━━ Material for the task ━━

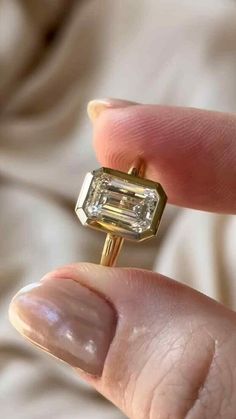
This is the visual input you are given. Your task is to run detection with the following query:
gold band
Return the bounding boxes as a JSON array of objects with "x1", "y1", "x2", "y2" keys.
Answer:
[{"x1": 100, "y1": 159, "x2": 145, "y2": 266}]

━━━

• _Written exercise_:
Output all of the material above line for line without changing anything, and leave the pictures out.

• _Task answer_:
This is the visual input you are given. Your task is to run detection with the following query:
gold band
Return the bounding boxes as a JSON array of objects with "x1", "y1", "x2", "y2" keys.
Answer:
[{"x1": 100, "y1": 159, "x2": 145, "y2": 266}]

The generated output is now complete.